■ The problem ■
Write out the listing below without alteration, omitting its pictures.
start
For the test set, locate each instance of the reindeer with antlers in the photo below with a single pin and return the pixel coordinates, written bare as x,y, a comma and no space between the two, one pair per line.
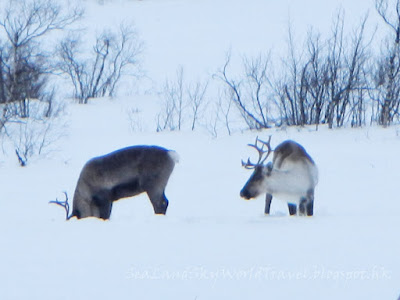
291,175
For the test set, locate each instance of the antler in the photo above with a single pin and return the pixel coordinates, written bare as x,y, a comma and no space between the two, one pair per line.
261,152
64,204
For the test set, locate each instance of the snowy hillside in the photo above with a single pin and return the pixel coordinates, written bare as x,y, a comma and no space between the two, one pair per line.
211,244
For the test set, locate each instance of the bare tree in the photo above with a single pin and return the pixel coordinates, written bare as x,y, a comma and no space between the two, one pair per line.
114,55
181,100
196,94
387,76
23,56
249,93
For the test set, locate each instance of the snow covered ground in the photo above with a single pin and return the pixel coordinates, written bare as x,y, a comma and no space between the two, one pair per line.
211,244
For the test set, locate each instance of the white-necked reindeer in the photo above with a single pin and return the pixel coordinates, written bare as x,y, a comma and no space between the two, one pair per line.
123,173
292,176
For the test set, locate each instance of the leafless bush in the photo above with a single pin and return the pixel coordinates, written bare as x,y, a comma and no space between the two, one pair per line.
24,58
34,136
181,101
114,55
249,93
387,70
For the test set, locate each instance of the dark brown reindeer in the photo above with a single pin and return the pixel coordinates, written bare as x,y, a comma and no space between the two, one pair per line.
292,175
123,173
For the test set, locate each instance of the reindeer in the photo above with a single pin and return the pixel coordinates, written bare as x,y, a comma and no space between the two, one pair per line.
123,173
292,175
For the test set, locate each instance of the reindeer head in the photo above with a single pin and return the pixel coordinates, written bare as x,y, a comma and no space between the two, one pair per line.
254,186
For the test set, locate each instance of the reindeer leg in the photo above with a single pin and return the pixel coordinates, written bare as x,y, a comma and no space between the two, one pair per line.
268,200
302,206
159,202
102,205
292,209
310,202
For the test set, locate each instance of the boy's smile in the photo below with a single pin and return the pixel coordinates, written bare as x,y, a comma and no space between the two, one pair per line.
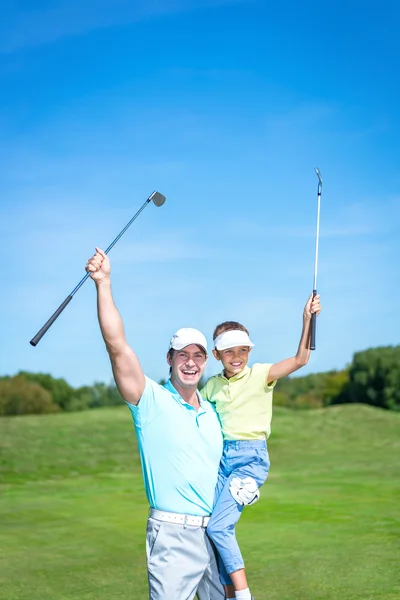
234,359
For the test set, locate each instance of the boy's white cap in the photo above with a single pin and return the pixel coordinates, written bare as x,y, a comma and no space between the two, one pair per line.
187,336
230,339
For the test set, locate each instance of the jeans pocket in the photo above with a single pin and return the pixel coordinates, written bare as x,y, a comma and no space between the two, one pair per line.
263,458
153,531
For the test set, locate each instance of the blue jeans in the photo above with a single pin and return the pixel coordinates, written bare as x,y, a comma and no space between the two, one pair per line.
240,458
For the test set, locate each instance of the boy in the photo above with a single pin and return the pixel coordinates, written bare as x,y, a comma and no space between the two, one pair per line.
243,399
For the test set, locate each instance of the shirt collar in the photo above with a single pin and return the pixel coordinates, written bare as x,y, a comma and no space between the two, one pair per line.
238,376
168,386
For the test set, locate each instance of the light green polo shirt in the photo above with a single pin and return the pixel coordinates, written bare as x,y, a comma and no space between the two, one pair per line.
243,403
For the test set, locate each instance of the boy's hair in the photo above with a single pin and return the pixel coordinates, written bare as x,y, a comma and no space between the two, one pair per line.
228,326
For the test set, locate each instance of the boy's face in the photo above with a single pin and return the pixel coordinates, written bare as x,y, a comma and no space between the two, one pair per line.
234,359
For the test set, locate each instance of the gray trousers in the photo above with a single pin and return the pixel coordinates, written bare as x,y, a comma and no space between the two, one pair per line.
181,563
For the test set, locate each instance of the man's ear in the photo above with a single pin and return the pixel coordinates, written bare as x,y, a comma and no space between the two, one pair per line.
216,354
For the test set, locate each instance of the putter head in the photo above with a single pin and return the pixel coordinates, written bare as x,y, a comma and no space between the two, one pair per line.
318,175
157,198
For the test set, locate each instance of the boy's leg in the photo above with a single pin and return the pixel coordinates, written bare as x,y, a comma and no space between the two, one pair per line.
221,530
227,511
177,558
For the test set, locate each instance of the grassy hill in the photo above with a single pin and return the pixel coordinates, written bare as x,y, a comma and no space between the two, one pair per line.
73,510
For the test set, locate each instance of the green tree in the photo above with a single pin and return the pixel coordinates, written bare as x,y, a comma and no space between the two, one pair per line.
61,392
19,396
374,377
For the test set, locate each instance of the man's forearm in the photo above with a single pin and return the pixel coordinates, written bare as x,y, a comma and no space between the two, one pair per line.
110,321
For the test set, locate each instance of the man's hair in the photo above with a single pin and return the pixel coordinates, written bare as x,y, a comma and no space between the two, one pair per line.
228,326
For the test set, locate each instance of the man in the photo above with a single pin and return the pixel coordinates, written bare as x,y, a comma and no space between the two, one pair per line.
180,445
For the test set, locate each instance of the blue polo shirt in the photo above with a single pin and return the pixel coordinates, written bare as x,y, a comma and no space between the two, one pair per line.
180,449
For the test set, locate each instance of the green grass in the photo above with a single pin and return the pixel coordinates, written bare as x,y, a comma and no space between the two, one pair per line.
73,510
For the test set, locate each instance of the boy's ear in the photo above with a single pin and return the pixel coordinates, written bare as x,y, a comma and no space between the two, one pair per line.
216,354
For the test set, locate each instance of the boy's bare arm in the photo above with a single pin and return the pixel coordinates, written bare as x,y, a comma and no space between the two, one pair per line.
126,368
290,365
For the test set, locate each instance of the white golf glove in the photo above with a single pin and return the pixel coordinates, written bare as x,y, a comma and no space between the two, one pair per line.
244,491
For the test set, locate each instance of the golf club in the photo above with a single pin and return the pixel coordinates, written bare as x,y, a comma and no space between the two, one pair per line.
314,316
158,199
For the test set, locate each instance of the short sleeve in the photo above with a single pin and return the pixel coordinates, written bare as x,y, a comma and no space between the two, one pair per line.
150,404
206,391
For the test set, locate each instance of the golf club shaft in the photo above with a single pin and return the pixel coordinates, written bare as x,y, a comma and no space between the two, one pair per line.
36,339
314,316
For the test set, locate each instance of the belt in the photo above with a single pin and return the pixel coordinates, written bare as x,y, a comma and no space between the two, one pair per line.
161,515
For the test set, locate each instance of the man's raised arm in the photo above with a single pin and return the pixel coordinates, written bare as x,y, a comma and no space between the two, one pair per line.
126,368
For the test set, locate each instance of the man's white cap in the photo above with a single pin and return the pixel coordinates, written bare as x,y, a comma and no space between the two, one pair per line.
187,336
230,339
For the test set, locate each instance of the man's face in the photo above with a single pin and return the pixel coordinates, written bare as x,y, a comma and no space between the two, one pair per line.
234,359
187,366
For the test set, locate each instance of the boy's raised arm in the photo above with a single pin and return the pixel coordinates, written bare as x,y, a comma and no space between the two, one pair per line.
290,365
126,368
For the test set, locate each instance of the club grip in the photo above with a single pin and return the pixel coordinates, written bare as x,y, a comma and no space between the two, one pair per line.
313,326
36,339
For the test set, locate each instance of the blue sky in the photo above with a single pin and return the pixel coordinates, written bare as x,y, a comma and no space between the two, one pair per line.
226,106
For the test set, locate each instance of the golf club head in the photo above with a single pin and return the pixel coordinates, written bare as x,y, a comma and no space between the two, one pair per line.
158,198
318,175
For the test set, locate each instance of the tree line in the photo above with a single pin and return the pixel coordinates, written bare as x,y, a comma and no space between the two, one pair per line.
373,377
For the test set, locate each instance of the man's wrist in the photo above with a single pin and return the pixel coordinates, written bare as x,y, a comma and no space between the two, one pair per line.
103,283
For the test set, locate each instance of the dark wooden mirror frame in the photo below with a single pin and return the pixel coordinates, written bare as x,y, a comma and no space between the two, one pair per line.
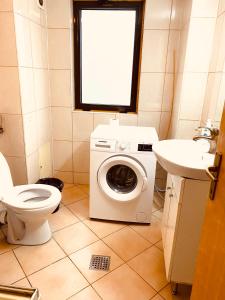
78,6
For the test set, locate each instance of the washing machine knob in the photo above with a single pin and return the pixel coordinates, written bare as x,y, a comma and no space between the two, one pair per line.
123,146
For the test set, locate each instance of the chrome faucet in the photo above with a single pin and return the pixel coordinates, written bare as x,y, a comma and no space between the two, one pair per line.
end
■ Answer ■
For the test set, locate each instance of the reindeer with antlers in the photo below with a single pin and return the pixel coordinates, written bare as x,y, a comma and no space between the two, one pair per line.
291,175
For the test set, locate each instance of the antler in the photo above with a single pin and return the pixel coordinates, written bare as x,y, a comma and no space between the two, one pair per line.
261,152
64,204
For the test set, locate each instance of the snowy hillside in the photo above with a single pin and return the pixel coordinates, written bare as x,y, a comma and no space between the two, one pair per line.
211,244
For the test set, locate each instance of the bare tree in the photo above with a single pin and return the pixel coordinates, written bare as x,y, a comma and no space between the two, one pair per line.
114,55
181,100
196,94
387,76
23,56
249,93
For the test set, locate each instance of the snow covered ground in the photo above with a single pin and return the pixel coordinates, written bare as x,y, a comma and no space between the two, one pair per line.
211,244
For the test set, locate each instance of the white-necked reindeer in the photo above with a single pin and return the pixel coordinates, written bare as x,y, a comma and no space between the two, one pair per line.
123,173
292,176
For the test set, locate each instance of the leafless bush in the photo above with a single pin and return the pixel coordinates, written bare as x,y, a comma and no space between the two, one pair per line.
24,58
34,136
181,101
114,55
249,93
387,70
For the test set, locate each instance of the dark brown reindeer in the photo above with a single pin and return the pixel coordinates, written bare as x,y, a comma and no space between the two, one pair per line.
292,175
123,173
For the test set, locate each instance of the reindeer in the photo above with a single pin and return the pixel coordinates, written bare as x,y, a comma and no space between the two, one pair per line.
123,173
292,175
For the test set, locate each instance of the reindeer head in the photo above with a single pin and return the pixel coordinates, written bare as x,y, a comma and no space between the two, one pair per line.
254,186
For the test set, locate each instance of the reindeer leg in the photo above with a single pin and return the pixel coordinates, written bare as x,y, a comma and no space between the two, one pair per line.
268,200
302,206
159,202
102,205
292,209
310,202
For the test set, locate each instance of the boy's smile in the photo below with a single pin and return the pixel coordinates, written bare as x,y, a comma and no space between the two, one pair per line.
234,359
For the test set, locate each instance of the boy's white cap in the photo above with a single pin and return the pixel coordinates, written bare as x,y, a comma and no space between the two, one pair per line.
187,336
230,339
For the test set, locate each instance of the jeans pocket in the photo above with a single pin and return the pixel coordinates, written bare as x,y, a comma and no space between the two, one pair per line.
263,458
153,531
For the test set, locate each instance of the blue jeans in the photo above with a single pin and return the pixel coordinates, written bare as x,y, a comma and no space between the two, one pair per line.
240,458
For the test set, locate each instance of the boy in the photo above with a single pin and return the pixel coordinates, written bare as x,y, a comma and no space between the two, one pair per line.
243,399
For the test set, locate each instance of the shirt collar in the photo above with a single pin and return the pixel coordinates, written bare as x,y, a comma and no space between the two, one pair per line.
238,376
168,386
For the test set, locate each instance of the light green polo shirt in the photo above with a single pin and return the pixel coordinates, written bare as x,y, a comma and no space between the two, one pair per line.
243,403
For the test set, locate each instance of the boy's hair in the photo above with a single pin and return the pixel coordinates, written bare as x,y, a comma and no space between the two, one pair per line.
228,326
For the test set, locate each instance of the boy's face in the photo above with a single pin and return the pixel coordinates, written bare as x,y, a comma and no space between the two, one pair per line.
234,359
For the test set, locate each instance of the gray trousers in the photo above with a single pin and return the pixel coordinates, written bare as x,y, a comma and no space between the two, one pair per line.
181,563
For the test set, locate each instance of the man's ear in the photo above with a single pin and return the pixel coordinates, written bare as x,y, a comma and no space between the two, one pair per line.
216,354
For the test set, locate each instance of the putter head in the photo above with a single pin and return the pixel coordinates, written bare as x,y, a comma and no space between the two, one pair per line.
318,175
157,198
For the test set, locate each instance of the boy's leg in the photo above with a single pin and return the pixel coordinates, written bare as x,y, a comma and no space between the two, one pair per line.
221,530
227,511
177,558
For the test set, locate each instance of the grassy hill in the photo above with a single pin and return the pixel coordinates, written bare as x,y, a comma and no space between the two, one pair per line.
73,510
For the test set, locate each instance of the green tree in the photo above with a single pin and return the pixel coordinates, written bare as x,y, a comma and no space between the two, one pair per line.
61,392
19,396
374,377
For the test set, locate each instance of the man's forearm in the photo above with a single pin and return the pixel coordinates, written bare as x,y, a comma and no space between the two, one pair per line.
110,321
For the test set, locate each instance of the man's hair in the photo above with a single pin and return the pixel coordinates, written bare as x,y, a comma and no space between the two, one pair per line.
228,326
For the test set, locate each instance of the man in the photo above with a single pin and return the pixel coordinates, written bare as x,y, a comma and no space between the two, one pair per line.
180,445
For the test set, locate each instance of the blue polo shirt in the photo above with a single pin and return the pixel coordinates, written bare as x,y, a comma and no space between the two, one pair per line.
180,449
For the test set, locate each instance of the green grass in the photo above with a single pin and return the pixel coordinates, written bare as x,y, a comma and no space between the two, one pair per line.
73,510
For the test set, locate each instance of the boy's ear in the photo above with a single pin and return the pixel coordinates, written bare as x,y, a comma and no space between the two, one pair per line.
216,354
For the test set, locate each instance of the boy's bare arm in the photo above with a single pin and return the pixel coordinates, written bare as x,y, a comma and no space between the two, one pair per line.
126,368
290,365
For the test set, locate each instance of the white golf glove in the photo above with a single pin and return the pixel coordinates, written bare as x,y, a comma and no space between the two, one pair per line.
244,491
For the test set, locate each instance of the golf club in the photo above with a single pin and return the pixel coordinates, written bare as x,y, a comma and no space between the two, one pair per line.
314,316
158,199
For the test set, locate each instance of the short sleeve in the photo above with a single pin and return the pixel coordinates, written bare as x,y, a comma and no space between the two, one pair per line.
150,404
206,391
For the test set, locate each instance of the golf club shaft in the photo above with a single pin and return the pixel coordinates, written bare as x,y, a comma and no space between the two, one pair per line.
36,339
314,316
For the test set, locate each instance of the belt in the photo above with a single pin and return the pixel coordinates, written bare as x,y, a comma and no space between the two, one pair per line.
161,515
For the test set, locate each instance of the man's raised arm in the photo above with a single pin and return the pixel coordinates, written bare as x,y, a comma and no space between the two, one pair per line.
126,368
For the test set, locate each instance of the man's white cap in the photo above with a single pin and return the pixel coordinates, written bare as x,y, a comma and no space between the two, one pair per line.
187,336
230,339
For the test set, locate each instance of the man's face in the photo above with a single pin and return the pixel coordinates, written bare as x,y, a comma and no space between the two, one pair per line.
234,359
187,366
For the test set, locate each instance of the boy's raised arm in the photo above with a single pin and return the pixel coordinates, written bare as x,y, a comma and no space between the two, one pair per line.
290,365
126,368
For the test set, locate each instance of the club grip in the photo above with a single pin and return the pixel coordinates, written bare as x,y, a comma and no space between the two, one pair per line.
313,326
36,339
For the test set, locate each instance of the blue sky in the photo above with a single pin and return the pixel coordinates, written bare as x,y, a comma and no space between the two, one pair per line.
226,106
For the test set, locate each instance of the golf club head in the photo above with a single pin and return the pixel coordinates, written bare as x,y, a comma and no space between the two, one pair per line.
158,198
318,175
For the test set, locate each instance of the tree line in the photo above with a single pin and return the pixel coordinates, written bare as x,y, a comma and no space between the two, one pair per line.
373,377
For the test set, locate each instance of the man's wrist in the photo above with a single pin and return the pixel coordinates, written bare as x,y, a comma and no space between the two, one pair per line.
103,283
For the test set, locate each instance of the dark wooden mirror frame in the photo below with a single pin and return the pixel coordinates, written bare as x,y, a comma and no space between the two, one pair per line.
78,6
For the test set, locate each instance of the washing machine knob in the photo above with a single pin and return the pixel coordinates, written bare as x,y, a comma and no space between the two, one pair per line.
123,146
For the test set, locate each instance of the chrome faucet in the photo above with a single pin and return the pixel coordinates, written bare as x,y, a comma and no space between the two, one pair per line.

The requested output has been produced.